## Cosa si chiede
1 - Rispondi alle seguenti domande basandoti sul testo sul Recovery Fund.
(a) Secondo lo studio citato, quale fascia d'età ha più patito le conseguenze della pandemia?
(b) Che cosa chiede l'Unione Europea riguardo alle risorse del Recovery Fund?
(c) A quale gruppo politico appartiene il consigliere regionale Paolo Ugolini?
2 - Stampa il passo del testo sul Recovery Fund compreso tra "Un piano straordinario" e "le più allarmanti.", estremi inclusi.

“La sfida è immensa e l’opportunità unica. Ma riusciremo a coglierla ponendo i giovani al centro dell’agenda? Sono loro che oggi hanno bisogno di superare le criticità, messe recentemente a nudo da uno studio secondo cui chi ha più patito le conseguenze della pandemia è la fascia tra i 18 e i 34 anni: circa il 32% dichiara ad esempio di soffrire di disagio, senso di isolamento, assenza di speranza nel futuro sotto l’aspetto emotivo, economico e lavorativo. Di questo passo rischiamo il depotenziamento del nostro capitale sociale”.
Lo ha dichiarato il consigliere regionale Paolo Ugolini (M5S) a margine del consiglio regionale monotematico di oggi sul Recovery Fund.
“L’Unione Europea – ha aggiunto Ugolini – ci chiede di concentrare le risorse del Recovery Fund su pochi progetti a elevato moltiplicatore.
All’Italia è stata assegnata la fetta più consistente dei fondi che, se ben utilizzati, consentiranno al nostro paese e alla nostra regione di ripartire dopo il terremoto della pandemia.
Un piano straordinario che non a caso si chiama Next Generation EU e il cui obiettivo mi sembra molto chiaro: pensare alle prossime generazioni, investendo nel futuro dei nostri giovani.
E noi ne abbiamo bisogno come non mai: la Liguria è infatti una delle regioni dove la condizione giovanile è tra le più allarmanti.
Con l’avvento del coronavirus, infatti, le nuove generazioni hanno visto chiudere scuole e università: molti che avevano iniziato a lavorare hanno visto scadere i propri contratti e si sono ritrovati disoccupati, senza nessuna colpa e poi senza cassa integrazione, senza sussidi.
Giovani lavoratori e studenti che ora sono interamente nelle mani del cosiddetto welfare familiare.
Ogni nostra decisione oggi inciderà pesantemente sul domani dei nostri figli: saranno loro a dover restituire quei finanziamenti.

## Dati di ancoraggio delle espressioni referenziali
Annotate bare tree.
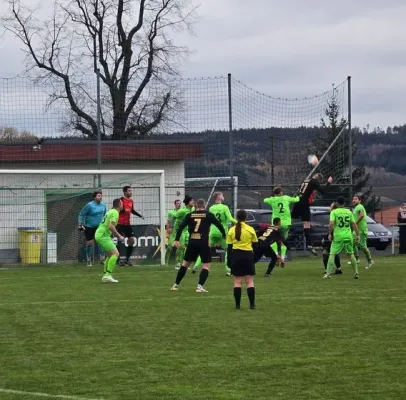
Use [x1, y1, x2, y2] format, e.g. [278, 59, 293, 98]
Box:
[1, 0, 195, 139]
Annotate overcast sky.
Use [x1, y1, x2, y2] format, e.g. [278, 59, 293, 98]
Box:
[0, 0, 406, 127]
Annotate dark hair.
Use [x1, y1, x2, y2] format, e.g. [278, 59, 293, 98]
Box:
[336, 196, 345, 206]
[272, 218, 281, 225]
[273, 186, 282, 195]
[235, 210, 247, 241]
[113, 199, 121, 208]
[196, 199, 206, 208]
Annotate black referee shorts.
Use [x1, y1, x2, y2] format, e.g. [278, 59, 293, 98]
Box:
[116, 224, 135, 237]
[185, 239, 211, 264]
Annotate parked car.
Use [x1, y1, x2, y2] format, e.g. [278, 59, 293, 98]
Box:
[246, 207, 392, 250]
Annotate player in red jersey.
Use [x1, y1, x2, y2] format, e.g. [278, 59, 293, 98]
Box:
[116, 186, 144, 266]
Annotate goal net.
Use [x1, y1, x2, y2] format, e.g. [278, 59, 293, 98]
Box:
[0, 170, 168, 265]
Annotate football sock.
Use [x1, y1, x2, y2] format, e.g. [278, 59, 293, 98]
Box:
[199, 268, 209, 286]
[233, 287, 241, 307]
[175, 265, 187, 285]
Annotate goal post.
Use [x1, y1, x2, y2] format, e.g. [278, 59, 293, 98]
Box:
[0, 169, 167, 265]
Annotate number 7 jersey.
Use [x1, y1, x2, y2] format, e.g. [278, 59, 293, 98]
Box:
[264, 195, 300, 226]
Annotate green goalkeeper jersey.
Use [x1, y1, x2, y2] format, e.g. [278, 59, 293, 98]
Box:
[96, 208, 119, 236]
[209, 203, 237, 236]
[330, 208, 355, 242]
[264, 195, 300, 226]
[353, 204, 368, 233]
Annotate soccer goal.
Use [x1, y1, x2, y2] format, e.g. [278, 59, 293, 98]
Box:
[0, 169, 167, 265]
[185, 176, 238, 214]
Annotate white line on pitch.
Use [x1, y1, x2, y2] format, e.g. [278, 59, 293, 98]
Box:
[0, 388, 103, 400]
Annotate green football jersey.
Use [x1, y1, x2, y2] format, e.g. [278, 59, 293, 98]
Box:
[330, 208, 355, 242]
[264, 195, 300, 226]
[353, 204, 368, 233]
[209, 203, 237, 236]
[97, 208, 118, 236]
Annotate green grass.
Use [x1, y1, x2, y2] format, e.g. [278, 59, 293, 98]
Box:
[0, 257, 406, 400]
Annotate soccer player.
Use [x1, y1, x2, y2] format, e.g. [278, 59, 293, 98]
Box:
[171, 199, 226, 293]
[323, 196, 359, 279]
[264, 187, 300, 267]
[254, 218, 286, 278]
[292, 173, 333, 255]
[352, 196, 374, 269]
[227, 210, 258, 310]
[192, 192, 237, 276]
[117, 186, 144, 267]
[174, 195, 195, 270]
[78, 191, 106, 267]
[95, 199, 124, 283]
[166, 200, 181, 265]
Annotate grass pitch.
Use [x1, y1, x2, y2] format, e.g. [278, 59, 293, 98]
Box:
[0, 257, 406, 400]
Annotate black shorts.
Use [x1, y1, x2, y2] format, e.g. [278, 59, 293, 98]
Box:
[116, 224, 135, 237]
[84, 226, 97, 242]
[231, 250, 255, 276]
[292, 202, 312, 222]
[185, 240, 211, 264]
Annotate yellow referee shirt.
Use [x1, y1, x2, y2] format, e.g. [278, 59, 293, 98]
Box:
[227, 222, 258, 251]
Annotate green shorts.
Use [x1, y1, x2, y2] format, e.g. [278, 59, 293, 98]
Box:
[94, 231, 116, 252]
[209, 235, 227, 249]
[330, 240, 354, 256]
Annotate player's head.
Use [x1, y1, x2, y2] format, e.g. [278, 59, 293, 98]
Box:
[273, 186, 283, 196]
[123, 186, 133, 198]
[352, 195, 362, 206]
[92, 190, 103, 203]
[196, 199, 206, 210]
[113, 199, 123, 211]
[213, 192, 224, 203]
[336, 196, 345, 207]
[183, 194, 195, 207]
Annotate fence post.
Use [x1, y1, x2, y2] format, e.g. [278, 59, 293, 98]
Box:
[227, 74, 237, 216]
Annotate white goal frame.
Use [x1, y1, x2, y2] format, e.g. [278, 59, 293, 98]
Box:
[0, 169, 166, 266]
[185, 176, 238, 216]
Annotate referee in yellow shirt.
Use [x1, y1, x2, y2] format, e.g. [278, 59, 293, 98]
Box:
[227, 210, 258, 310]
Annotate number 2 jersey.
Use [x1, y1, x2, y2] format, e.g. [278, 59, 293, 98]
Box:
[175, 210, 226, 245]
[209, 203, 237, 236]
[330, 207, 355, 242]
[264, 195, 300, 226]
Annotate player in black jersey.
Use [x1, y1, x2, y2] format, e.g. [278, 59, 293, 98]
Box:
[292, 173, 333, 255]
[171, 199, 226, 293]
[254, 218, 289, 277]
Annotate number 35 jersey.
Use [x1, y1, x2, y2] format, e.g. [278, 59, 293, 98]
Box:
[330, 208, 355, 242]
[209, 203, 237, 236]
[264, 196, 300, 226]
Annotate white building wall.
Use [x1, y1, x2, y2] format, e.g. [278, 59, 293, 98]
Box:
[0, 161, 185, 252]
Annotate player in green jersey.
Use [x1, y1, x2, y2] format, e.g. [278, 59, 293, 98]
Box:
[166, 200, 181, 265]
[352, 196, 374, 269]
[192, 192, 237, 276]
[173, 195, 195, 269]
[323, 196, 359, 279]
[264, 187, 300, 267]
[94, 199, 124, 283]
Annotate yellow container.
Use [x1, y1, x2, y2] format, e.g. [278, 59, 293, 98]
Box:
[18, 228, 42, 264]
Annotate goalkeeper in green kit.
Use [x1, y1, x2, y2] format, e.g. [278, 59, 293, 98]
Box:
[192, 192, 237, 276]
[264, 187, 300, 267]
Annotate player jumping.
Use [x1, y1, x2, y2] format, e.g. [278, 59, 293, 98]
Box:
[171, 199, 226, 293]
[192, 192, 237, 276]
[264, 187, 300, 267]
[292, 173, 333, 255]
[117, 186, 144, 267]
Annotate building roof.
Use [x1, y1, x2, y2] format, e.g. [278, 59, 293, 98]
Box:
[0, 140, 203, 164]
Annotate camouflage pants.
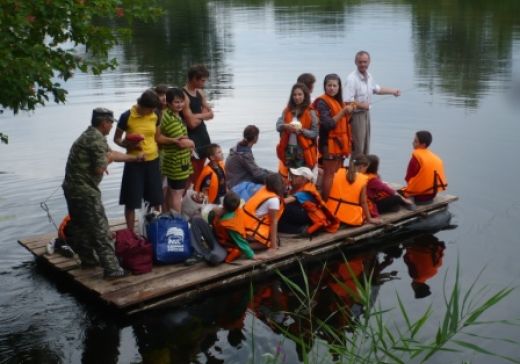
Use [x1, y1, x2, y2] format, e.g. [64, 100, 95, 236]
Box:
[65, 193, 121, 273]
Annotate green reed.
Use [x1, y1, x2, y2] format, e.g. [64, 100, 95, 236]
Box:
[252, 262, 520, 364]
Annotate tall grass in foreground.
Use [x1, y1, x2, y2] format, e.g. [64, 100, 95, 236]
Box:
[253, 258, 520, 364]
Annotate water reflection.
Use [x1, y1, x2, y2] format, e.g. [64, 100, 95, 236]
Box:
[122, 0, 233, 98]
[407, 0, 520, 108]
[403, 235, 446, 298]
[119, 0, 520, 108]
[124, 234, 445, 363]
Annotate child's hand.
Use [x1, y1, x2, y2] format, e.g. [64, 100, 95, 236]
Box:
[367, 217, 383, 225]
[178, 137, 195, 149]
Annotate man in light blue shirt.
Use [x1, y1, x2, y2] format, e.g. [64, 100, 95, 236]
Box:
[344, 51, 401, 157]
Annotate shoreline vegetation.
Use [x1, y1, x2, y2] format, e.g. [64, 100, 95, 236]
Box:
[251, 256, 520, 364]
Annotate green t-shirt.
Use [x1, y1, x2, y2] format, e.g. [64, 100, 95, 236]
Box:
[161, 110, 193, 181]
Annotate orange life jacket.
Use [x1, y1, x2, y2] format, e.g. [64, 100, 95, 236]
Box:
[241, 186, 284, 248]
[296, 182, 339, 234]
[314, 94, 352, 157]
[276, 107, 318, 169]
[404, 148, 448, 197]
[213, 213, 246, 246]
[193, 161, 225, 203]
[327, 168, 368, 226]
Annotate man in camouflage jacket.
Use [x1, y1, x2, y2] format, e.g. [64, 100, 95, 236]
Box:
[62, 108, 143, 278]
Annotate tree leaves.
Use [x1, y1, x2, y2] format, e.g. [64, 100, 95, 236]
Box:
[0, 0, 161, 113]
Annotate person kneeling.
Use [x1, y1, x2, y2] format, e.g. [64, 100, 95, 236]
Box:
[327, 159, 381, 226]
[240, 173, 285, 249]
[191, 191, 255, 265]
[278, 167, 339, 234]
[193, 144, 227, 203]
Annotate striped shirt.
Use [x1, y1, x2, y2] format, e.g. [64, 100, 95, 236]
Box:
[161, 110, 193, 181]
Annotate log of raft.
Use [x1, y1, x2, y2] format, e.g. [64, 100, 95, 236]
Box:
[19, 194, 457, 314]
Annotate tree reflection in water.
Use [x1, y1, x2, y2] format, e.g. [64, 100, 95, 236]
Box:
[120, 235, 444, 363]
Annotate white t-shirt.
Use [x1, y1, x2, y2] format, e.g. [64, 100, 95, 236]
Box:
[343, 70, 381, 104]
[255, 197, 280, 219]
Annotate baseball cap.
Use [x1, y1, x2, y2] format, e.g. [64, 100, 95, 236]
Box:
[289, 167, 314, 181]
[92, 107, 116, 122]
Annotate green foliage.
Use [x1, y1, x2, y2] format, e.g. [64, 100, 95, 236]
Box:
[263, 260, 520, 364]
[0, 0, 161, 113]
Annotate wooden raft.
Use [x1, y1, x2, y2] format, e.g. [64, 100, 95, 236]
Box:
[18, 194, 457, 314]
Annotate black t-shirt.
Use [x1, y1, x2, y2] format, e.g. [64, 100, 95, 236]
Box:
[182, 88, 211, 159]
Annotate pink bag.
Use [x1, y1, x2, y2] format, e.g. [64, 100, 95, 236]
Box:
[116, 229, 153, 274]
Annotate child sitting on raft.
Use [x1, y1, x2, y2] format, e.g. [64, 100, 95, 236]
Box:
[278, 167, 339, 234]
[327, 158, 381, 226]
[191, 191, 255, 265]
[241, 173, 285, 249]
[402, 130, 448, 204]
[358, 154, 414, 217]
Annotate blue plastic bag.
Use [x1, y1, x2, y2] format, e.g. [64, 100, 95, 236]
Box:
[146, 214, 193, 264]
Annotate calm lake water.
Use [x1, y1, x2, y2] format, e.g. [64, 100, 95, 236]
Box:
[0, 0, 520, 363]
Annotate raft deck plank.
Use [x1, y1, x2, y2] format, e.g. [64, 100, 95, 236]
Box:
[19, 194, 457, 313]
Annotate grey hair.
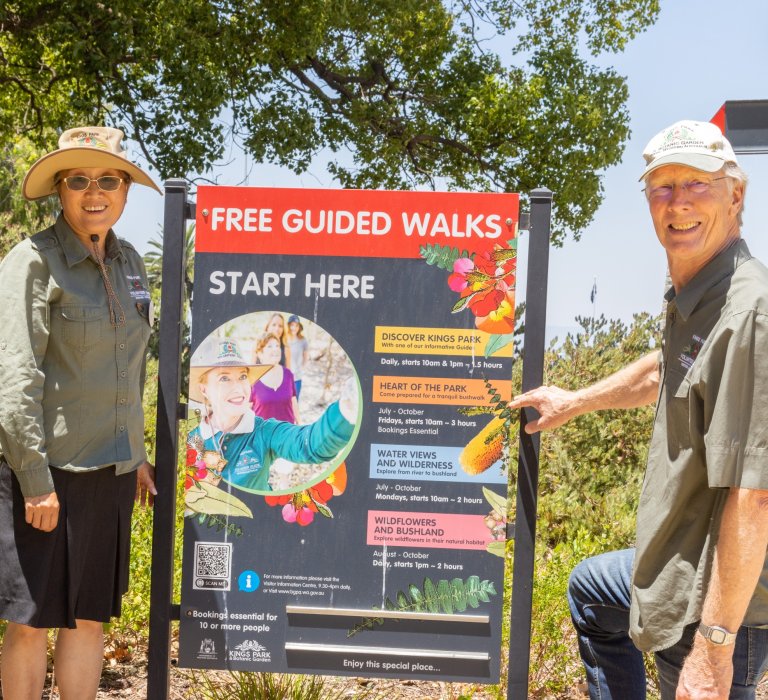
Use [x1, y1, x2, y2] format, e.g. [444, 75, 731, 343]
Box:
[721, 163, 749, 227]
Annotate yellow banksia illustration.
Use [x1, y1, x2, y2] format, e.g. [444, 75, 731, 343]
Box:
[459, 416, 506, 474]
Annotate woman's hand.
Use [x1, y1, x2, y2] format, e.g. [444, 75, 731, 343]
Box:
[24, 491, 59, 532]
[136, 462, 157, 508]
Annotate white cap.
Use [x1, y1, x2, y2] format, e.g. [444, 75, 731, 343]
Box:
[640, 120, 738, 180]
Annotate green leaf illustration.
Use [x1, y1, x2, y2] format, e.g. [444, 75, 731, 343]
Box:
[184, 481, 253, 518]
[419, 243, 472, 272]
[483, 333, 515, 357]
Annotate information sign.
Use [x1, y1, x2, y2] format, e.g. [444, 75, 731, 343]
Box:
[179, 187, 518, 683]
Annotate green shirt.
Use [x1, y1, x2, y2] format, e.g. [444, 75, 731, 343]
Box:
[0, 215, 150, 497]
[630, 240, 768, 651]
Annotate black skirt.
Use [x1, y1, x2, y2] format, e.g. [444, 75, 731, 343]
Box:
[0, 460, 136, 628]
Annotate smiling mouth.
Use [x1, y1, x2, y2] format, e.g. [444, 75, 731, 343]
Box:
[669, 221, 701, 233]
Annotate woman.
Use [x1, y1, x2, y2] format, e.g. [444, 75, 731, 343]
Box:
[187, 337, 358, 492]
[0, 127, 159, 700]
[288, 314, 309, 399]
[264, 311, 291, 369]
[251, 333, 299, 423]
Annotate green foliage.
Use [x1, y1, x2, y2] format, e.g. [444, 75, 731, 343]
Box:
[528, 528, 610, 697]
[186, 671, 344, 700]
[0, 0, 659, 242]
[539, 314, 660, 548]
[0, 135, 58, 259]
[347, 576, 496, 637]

## Esercizio svolto
1 -
(a) La fascia tra i 18 e i 34 anni.
(b) Di concentrarle su pochi progetti a elevato moltiplicatore.
(c) Al M5S.

2 -
Un piano straordinario che non a caso si chiama Next Generation EU e il cui obiettivo mi sembra molto chiaro: pensare alle prossime generazioni, investendo nel futuro dei nostri giovani.
E noi ne abbiamo bisogno come non mai: la Liguria è infatti una delle regioni dove la condizione giovanile è tra le più allarmanti.